Please copy the passage on the Sevres Treaty word for word, from "The Allied Governments offered" up to and including "of any sort.".

— Start of Page —

The Allied Governments offered to institute an international commission for the investigation of population statistics in Eastern Thrace and Smyrna, on condition that Turkey and Greece accepted its findings and that the remainder of the Sevres Treaty stood unaltered. Bekr Sami Bey accepted the offer, subject to certain conditions in the conduct of the investigation and certain reservations as to the remainder of the Sevres Treaty. The Greek delegation would accept no alteration in the Sevres Treaty of any sort.

On March 12, the Allied Governments proposed a series of modifications in the Sevres Treaty, undertaking inter alia that “the region called the Vilayet of Smyrna would remain under Turkish sovereignty and a Greek force would remain in Smyrna town, but in the rest of the sanjak order would be maintained by a gendarmerie with Allied officers and recruited in proportion to the numbers and distribution of the population as reported by an Inter-Allied Commission. The same proportional arrangement, equally according to the report of the Commission, would apply to the administration. A Christian governor would be appointed by the League of Nations and assisted by an elective assembly and an elective council. The governor would be responsible for payments to the Turkish Government of annual sums expanding with the prosperity of the province. This arrangement would in five years be open to review on the demand of either party by the League of Nations.” This pleased neither Greeks nor Turks and the 1921 Greek offensive put a speedy end to its consideration.

— End of Page —
— Start of Given information —

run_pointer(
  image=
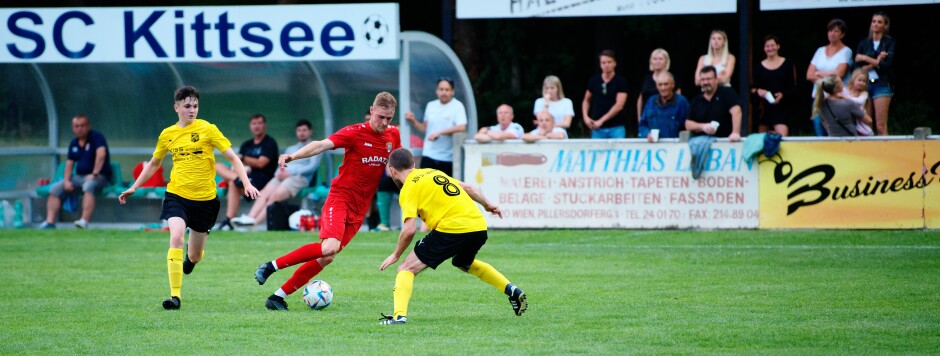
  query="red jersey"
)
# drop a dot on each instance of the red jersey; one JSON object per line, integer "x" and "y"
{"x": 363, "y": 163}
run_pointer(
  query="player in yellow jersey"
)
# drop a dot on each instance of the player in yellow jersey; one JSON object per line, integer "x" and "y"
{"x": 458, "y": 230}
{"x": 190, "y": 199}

— End of Given information —
— Start of Given information —

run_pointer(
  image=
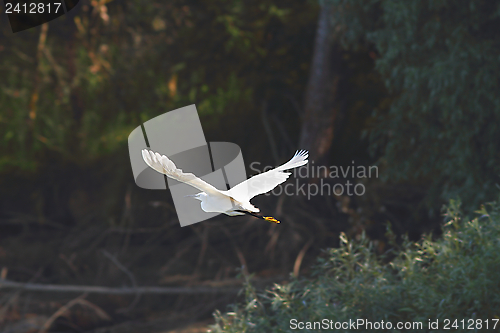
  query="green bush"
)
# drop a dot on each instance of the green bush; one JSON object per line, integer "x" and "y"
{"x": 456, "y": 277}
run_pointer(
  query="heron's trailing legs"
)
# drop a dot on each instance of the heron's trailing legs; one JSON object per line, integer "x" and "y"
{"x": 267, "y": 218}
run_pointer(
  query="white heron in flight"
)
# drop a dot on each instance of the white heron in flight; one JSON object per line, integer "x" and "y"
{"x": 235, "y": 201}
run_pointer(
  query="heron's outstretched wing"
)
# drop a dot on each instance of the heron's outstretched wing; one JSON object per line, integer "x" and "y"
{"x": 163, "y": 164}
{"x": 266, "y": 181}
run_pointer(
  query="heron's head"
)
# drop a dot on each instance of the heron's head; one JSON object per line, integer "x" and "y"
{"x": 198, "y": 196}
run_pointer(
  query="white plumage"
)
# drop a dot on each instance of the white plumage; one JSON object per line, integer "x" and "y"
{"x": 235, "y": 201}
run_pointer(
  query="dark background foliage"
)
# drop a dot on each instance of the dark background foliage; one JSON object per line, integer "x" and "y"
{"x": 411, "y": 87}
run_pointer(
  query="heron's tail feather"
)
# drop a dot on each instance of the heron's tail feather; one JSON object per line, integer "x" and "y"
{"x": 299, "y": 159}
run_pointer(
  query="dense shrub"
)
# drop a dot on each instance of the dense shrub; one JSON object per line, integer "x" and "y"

— End of Given information —

§ **Answer to the task**:
The Allied Governments offered to institute an international commission for the investigation of population statistics in Eastern Thrace and Smyrna, on condition that Turkey and Greece accepted its findings and that the remainder of the Sevres Treaty stood unaltered. Bekr Sami Bey accepted the offer, subject to certain conditions in the conduct of the investigation and certain reservations as to the remainder of the Sevres Treaty. The Greek delegation would accept no alteration in the Sevres Treaty of any sort.